* _Aim_:
Exactly reproduce the lines from the line that has "Please put a point on the navy" down to the last line of the entries, inclusive.

(Named object pointing entries)
-.-.-
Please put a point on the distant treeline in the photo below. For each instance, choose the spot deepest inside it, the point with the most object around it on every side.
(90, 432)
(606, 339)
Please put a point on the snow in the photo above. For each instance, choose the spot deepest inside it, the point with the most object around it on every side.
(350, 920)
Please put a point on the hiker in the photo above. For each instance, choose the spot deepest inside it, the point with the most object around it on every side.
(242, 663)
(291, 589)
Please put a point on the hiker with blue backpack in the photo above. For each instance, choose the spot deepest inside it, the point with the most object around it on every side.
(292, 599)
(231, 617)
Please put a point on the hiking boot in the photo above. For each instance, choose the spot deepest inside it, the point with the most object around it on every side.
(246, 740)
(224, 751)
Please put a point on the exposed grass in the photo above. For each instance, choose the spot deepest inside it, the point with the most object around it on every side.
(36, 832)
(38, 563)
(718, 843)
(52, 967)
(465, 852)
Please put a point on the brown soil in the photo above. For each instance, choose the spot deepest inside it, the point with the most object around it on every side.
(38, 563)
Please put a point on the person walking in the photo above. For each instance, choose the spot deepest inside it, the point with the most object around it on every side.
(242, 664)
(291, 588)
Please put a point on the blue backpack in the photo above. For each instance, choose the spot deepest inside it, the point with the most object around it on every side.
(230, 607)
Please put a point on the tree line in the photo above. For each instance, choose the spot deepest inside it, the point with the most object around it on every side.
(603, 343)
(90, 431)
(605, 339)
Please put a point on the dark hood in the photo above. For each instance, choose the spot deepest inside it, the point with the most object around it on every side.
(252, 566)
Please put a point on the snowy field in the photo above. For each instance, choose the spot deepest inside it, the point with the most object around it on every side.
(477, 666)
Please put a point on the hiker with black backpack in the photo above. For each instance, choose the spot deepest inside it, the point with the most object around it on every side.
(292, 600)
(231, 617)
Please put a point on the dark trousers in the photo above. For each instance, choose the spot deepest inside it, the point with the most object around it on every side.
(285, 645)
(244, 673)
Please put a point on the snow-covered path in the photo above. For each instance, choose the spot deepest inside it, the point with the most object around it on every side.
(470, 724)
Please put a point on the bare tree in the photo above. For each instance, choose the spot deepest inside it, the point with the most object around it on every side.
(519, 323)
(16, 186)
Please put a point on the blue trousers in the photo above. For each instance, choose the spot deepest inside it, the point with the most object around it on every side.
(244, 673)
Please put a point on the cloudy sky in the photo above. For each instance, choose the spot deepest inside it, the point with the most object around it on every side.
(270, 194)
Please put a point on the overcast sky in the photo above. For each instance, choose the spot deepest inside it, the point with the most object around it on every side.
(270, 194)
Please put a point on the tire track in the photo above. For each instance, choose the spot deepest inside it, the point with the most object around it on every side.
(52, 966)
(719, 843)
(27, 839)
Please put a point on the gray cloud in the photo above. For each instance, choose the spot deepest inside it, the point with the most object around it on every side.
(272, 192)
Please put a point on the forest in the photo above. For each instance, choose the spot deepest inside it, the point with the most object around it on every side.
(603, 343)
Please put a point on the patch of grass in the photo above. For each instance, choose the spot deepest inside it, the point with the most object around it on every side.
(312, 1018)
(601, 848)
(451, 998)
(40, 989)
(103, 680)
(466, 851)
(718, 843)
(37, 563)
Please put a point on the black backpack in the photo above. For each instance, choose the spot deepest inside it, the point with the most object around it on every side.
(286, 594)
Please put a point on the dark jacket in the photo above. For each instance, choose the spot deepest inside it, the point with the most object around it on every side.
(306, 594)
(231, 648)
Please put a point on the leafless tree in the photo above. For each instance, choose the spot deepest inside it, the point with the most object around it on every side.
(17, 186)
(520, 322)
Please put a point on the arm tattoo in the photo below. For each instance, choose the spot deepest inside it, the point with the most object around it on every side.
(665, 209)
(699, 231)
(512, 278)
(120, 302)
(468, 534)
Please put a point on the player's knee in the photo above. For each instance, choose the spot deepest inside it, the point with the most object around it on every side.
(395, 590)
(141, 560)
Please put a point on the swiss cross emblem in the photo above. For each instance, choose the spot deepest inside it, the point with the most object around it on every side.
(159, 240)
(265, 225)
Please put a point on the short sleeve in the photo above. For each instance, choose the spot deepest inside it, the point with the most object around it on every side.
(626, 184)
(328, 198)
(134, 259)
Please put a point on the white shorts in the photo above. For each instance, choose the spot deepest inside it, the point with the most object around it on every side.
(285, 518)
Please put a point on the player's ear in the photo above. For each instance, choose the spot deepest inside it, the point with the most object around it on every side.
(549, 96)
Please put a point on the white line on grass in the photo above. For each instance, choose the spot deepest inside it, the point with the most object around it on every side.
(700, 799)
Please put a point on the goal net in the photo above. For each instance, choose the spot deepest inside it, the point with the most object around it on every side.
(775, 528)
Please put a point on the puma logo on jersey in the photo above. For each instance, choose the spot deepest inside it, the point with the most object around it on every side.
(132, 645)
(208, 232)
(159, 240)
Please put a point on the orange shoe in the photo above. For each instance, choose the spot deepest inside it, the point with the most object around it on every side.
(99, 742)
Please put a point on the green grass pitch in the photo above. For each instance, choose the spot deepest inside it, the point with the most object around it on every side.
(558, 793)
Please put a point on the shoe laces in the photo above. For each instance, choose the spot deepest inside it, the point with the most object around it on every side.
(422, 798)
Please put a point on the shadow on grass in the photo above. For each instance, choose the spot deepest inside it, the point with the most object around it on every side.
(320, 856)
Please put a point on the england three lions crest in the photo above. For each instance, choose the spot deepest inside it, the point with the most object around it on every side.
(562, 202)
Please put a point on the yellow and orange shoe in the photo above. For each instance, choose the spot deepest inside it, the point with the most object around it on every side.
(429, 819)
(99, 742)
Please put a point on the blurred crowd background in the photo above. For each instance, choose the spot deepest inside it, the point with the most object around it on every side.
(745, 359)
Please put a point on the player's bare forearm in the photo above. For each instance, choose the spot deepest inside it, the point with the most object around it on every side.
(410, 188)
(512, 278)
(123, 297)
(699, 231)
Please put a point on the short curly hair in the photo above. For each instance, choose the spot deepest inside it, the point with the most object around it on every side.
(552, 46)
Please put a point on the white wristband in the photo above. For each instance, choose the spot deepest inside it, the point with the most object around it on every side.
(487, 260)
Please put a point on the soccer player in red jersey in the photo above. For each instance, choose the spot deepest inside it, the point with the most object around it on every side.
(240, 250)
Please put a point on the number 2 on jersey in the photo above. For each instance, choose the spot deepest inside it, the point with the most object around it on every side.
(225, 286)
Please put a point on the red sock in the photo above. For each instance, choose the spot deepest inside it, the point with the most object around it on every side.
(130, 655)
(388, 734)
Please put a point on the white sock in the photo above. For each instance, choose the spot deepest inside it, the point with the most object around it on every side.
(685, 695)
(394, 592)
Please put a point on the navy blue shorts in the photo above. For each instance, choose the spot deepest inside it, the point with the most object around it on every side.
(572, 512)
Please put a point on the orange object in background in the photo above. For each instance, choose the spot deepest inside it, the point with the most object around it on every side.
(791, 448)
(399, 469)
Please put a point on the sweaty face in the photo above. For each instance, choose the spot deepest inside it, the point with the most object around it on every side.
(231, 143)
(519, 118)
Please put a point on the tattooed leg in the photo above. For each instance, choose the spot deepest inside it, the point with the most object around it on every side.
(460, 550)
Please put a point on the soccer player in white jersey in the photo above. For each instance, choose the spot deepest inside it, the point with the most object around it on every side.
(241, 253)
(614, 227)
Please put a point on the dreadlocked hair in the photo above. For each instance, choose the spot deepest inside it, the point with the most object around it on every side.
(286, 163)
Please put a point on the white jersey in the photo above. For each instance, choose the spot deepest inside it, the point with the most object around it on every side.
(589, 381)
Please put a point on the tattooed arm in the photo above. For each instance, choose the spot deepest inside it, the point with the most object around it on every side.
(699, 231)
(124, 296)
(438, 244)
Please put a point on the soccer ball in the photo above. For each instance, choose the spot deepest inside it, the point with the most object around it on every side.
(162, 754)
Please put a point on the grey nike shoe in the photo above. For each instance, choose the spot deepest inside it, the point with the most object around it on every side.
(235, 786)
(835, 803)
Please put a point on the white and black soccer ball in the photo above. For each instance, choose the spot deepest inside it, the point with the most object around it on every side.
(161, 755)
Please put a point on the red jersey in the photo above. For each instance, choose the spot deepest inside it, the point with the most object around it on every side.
-.-.-
* _Task result_:
Please put a point on the navy blue shorts in the photo above. For each instance, choose the spot deepest inside it, the point with the most object around it on every side.
(572, 512)
Please put a point on the orange object in background in the photo above. For each instance, choose the spot deepest inside it, the point with the most object around it on every side.
(791, 448)
(399, 469)
Please put a point on the sweaty face in the photo above. For each instance, choose the spot deepest inside it, the point with the most object around it on every side.
(231, 143)
(519, 118)
Please put a point on the tattooed leg in the photo above. For each instance, choose the spot deepest inside it, the point with the most object around it on every side.
(460, 550)
Please put a point on the soccer player in white jersey in the photo above. For each instance, choose the spot deepest inside it, the point with the most object around it on every side.
(241, 253)
(614, 227)
Please put a point on the dreadlocked hair in the photo above. For each instance, choose the spot deepest inside it, the point with the most object around it on every side.
(286, 163)
Please put a point on the white jersey in the photo above. For each instance, choose the spot deepest inside it, the point with the most object around it on every side.
(589, 381)
Please put a point on the tattooed arm in the photo above. For each instance, choose the spot deepest inside it, the point with the most object around it on every side.
(699, 231)
(124, 296)
(438, 244)
Please put a point on the soccer ball in the photo above. For each instance, choose the spot deepest inside it, the point with the most object around it on every side.
(162, 754)
Please put a point on the grey nike shoe in the photo above. For each instance, choose the spot deepest inside it, the point with the most object around it on every side.
(235, 786)
(835, 803)
Please put a point on the white and black soccer ball in the photo above. For each instance, choose the spot deepest inside it, the point with the most object around it on every side.
(161, 755)
Please put a point on the red jersey in the photo above. For each instance, choose the spot deepest inside it, the point with the most object around it on every side.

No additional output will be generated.